**Aim of the task:**
Starting at the line that contains "Target: stone balustrade", repeat each line exactly until the records end, keeping both the first and the last.

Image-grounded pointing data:
━━━━━━━━━━━━━━━━
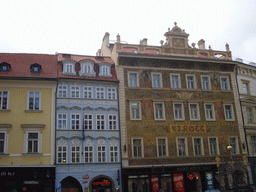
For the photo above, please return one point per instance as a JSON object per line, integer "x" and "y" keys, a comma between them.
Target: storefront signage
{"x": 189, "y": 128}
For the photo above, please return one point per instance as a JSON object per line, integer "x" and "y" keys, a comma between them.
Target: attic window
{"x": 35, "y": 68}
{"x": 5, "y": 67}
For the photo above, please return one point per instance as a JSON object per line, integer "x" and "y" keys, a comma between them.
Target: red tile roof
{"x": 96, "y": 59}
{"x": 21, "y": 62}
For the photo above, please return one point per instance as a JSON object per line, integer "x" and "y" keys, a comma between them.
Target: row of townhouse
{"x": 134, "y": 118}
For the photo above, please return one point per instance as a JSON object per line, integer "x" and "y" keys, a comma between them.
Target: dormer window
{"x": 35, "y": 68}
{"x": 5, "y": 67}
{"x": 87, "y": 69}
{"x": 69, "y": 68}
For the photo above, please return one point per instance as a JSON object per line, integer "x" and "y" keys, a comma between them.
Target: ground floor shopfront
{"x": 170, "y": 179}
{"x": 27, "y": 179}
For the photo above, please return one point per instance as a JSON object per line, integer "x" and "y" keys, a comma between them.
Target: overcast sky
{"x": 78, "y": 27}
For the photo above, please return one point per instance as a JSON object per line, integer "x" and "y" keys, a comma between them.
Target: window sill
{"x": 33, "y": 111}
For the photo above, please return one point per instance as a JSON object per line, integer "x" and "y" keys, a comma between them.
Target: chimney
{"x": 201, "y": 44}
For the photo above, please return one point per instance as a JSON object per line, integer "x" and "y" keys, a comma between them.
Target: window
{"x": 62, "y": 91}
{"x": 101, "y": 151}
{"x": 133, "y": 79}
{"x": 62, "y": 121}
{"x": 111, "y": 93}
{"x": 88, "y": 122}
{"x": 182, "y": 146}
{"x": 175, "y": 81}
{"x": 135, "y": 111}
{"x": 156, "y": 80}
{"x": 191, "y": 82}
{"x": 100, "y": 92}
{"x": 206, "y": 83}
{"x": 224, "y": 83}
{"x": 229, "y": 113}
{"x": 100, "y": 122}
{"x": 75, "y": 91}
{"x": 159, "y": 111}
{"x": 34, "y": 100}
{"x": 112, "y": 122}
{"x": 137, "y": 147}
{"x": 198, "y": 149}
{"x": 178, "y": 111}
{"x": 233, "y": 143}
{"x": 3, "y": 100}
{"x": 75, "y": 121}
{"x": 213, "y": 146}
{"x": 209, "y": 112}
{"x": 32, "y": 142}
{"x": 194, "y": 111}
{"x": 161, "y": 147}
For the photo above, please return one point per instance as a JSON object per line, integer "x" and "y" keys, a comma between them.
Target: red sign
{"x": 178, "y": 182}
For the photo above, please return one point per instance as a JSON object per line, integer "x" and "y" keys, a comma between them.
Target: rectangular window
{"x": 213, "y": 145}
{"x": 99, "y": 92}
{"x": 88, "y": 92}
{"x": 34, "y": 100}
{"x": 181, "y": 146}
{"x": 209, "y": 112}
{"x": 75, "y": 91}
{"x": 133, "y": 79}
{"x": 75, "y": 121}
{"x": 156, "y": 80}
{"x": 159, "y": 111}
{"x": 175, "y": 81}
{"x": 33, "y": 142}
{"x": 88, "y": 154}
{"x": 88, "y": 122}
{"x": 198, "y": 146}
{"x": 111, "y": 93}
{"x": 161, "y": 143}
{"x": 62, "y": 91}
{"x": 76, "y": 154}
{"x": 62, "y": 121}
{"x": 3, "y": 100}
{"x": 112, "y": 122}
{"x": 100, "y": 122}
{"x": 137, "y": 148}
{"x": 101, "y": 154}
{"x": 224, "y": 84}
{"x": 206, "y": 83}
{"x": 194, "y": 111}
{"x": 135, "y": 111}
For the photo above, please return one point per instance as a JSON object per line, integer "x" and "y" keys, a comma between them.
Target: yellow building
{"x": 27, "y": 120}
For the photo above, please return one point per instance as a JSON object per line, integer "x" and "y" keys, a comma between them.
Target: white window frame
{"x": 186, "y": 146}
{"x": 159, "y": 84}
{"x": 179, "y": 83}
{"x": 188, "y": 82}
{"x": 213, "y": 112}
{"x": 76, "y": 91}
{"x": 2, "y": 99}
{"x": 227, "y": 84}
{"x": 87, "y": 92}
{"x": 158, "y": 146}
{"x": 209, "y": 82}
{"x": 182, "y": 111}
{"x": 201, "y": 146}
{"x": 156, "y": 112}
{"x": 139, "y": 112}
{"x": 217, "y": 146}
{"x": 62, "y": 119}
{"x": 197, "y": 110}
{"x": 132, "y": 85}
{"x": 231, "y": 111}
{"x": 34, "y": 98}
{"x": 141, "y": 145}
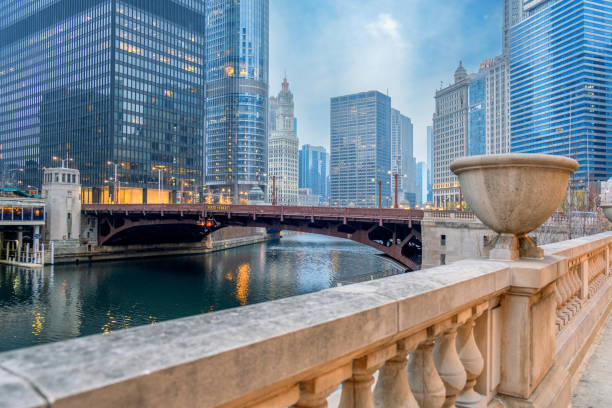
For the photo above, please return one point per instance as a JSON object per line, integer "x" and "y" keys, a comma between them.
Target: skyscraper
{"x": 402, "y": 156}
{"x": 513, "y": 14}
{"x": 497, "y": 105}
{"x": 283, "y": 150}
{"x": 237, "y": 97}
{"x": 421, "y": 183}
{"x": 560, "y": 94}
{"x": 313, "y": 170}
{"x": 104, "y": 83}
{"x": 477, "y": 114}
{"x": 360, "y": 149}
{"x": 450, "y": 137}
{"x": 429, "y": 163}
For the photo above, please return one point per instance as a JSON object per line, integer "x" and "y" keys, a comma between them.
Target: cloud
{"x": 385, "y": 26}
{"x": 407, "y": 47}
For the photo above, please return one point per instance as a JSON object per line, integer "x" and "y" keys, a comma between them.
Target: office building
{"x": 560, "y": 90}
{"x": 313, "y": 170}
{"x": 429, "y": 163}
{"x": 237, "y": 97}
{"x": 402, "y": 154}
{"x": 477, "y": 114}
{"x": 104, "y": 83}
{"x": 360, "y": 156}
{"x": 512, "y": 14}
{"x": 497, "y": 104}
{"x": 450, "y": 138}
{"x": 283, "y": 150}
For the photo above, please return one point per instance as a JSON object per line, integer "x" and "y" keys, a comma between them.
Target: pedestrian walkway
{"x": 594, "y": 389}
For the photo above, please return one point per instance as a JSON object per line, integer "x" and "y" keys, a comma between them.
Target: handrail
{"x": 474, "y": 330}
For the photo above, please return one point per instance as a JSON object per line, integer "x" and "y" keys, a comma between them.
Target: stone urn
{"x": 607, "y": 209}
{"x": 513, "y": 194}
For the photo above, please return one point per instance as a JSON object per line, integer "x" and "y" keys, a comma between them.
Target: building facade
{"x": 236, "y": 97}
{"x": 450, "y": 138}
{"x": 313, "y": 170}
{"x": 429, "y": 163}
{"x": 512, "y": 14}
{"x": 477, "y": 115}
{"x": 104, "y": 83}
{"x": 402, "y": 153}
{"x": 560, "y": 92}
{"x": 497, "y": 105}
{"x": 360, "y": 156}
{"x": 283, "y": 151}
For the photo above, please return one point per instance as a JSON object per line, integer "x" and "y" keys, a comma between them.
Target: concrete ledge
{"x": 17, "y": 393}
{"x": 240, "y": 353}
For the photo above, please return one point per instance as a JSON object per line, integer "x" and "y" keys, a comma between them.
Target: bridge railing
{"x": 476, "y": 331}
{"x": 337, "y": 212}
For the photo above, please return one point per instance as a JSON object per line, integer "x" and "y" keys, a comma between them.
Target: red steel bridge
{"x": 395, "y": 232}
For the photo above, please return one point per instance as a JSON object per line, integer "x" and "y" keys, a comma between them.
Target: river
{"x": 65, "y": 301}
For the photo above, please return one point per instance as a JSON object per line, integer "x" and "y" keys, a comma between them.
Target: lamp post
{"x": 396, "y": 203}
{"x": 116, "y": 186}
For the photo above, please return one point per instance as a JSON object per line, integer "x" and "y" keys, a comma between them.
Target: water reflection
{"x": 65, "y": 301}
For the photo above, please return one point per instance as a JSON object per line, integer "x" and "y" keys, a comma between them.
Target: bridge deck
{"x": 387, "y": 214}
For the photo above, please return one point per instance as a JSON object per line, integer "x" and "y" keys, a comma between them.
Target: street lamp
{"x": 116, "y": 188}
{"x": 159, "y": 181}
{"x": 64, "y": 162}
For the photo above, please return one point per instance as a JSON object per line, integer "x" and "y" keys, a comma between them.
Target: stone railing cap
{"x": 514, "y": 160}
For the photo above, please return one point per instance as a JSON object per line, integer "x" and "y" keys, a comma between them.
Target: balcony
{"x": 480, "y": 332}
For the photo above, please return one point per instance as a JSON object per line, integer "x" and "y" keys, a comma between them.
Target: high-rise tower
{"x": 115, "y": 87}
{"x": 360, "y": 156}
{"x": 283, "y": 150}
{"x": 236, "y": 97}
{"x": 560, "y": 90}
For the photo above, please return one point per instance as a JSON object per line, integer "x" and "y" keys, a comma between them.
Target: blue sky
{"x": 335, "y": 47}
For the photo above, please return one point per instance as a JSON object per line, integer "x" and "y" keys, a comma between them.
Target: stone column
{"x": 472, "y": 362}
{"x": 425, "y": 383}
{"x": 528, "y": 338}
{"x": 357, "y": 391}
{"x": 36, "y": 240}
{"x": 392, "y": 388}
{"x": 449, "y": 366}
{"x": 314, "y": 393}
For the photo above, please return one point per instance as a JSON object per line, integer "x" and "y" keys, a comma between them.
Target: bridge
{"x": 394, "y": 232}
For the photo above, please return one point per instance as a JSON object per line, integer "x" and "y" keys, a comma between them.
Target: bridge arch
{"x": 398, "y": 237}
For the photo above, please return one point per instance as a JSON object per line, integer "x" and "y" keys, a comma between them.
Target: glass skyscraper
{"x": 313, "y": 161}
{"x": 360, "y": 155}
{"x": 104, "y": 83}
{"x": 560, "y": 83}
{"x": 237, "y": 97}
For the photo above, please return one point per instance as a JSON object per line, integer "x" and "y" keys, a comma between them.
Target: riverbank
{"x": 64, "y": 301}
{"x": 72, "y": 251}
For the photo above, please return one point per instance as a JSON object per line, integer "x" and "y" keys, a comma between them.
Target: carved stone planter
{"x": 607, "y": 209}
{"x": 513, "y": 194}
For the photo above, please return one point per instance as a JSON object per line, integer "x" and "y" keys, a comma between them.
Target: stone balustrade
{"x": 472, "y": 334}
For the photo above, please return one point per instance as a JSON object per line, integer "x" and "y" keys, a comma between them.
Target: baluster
━━━━━━━━━━━━━━━━
**Solution to this exercise:**
Target: stone balustrade
{"x": 472, "y": 334}
For the photo above, please return one point per instance as a JSON object per line, integer "x" and "y" keys, a comma between them.
Target: baluster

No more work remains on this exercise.